■ **Exercício proposto a**:
Reescreva a parte do trecho sobre a marca-artista que começa em "Enquanto marcas-empresas se" e vai até "ao consumidor comum.", trocando "marca-artista" por "marca-celebridade".

═════ Trecho para leitura ═════

Enquanto marcas-empresas se veem obrigadas a investirem em frequência de
veiculação e criatividade na busca pela atenção do consumidor, a marca-artista é
convidada a entrar, conteúdo prévia e livremente escolhido pelo consumidor. Entra nas
casas, nos ouvidos, nos corações, nas vidas e nas rotinas das pessoas como ilustre
conviva, parte insolúvel daquela festa de delícias e deleites na qual só se consegue
adentrar quando convidado. Entram através da música, até então seu carro chefe, mas
ainda através de seus outros produtos, já que o consumidor de uma marca-artista
apresenta, com frequência, um diferencial em relação ao consumidor comum.

═════ Informações extraídas ═════

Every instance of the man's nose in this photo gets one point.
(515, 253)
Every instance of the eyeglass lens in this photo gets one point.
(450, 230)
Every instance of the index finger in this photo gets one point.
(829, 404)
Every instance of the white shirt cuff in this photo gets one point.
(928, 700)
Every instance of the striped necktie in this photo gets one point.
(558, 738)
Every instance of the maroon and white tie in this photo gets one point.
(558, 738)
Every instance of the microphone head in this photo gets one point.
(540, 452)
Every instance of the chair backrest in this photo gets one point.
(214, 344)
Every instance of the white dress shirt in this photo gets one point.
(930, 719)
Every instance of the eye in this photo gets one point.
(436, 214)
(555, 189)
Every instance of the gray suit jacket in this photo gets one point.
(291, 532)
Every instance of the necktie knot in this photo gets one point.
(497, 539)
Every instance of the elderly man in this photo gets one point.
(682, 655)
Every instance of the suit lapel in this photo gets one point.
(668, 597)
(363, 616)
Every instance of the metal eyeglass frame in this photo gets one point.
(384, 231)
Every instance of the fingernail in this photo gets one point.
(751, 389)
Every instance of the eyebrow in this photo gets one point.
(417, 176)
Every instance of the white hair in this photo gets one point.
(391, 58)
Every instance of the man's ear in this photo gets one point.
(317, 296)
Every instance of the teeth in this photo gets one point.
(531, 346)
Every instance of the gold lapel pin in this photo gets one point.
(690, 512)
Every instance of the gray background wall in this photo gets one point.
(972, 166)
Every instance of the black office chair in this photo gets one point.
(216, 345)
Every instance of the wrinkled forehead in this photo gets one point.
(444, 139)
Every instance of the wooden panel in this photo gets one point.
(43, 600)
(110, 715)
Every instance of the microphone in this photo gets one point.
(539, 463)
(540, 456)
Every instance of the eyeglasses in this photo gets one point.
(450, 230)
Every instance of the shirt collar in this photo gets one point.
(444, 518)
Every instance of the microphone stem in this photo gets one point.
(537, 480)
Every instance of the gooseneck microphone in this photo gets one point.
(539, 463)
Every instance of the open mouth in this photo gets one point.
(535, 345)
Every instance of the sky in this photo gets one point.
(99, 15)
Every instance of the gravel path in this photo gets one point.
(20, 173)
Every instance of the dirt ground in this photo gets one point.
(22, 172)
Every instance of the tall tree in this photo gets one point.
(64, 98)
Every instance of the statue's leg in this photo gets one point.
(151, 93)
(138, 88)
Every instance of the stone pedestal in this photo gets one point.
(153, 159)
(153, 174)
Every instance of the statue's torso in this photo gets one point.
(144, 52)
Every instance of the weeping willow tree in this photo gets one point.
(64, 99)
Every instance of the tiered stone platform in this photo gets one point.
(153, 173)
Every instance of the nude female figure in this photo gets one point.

═════

■ **Exercício proposto b**:
Extraia dos registros todas as linhas em que aparece a palavra "lapel", levando em conta a distinção entre maiúsculas e minúsculas.

■ **Resposta do exercício a**:
Enquanto marcas-empresas se veem obrigadas a investirem em frequência de
veiculação e criatividade na busca pela atenção do consumidor, a marca-celebridade é
convidada a entrar, conteúdo prévia e livremente escolhido pelo consumidor. Entra nas
casas, nos ouvidos, nos corações, nas vidas e nas rotinas das pessoas como ilustre
conviva, parte insolúvel daquela festa de delícias e deleites na qual só se consegue
adentrar quando convidado. Entram através da música, até então seu carro chefe, mas
ainda através de seus outros produtos, já que o consumidor de uma marca-celebridade
apresenta, com frequência, um diferencial em relação ao consumidor comum.

■ **Resposta do exercício b**:
Every instance of the suit lapel in this photo gets one point.
Every instance of the gold lapel pin in this photo gets one point.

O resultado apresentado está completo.